— Stated goal —
Turn the items below into a numbered list with blank lines left out, and leave the pictures out of your answer.

— Data rows —
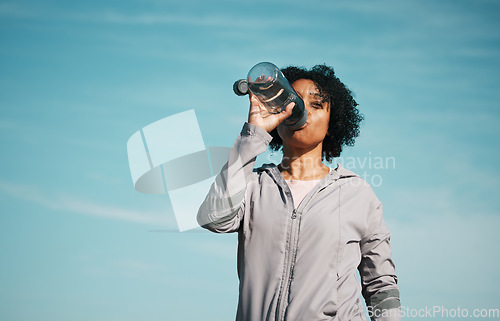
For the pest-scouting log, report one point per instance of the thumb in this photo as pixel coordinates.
(285, 113)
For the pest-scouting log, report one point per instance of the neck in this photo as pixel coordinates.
(303, 164)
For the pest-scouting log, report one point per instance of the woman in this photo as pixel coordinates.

— Reply to the task —
1. For the pest-scouting log, report one point per instance of the thumb in this photo as pixel coordinates.
2. (285, 113)
3. For the pest-scouting log, report one point per instance of the neck in this photo as pixel coordinates.
4. (303, 164)
5. For the pest-scouting log, report one point per instance of the woman in this photo as pixel coordinates.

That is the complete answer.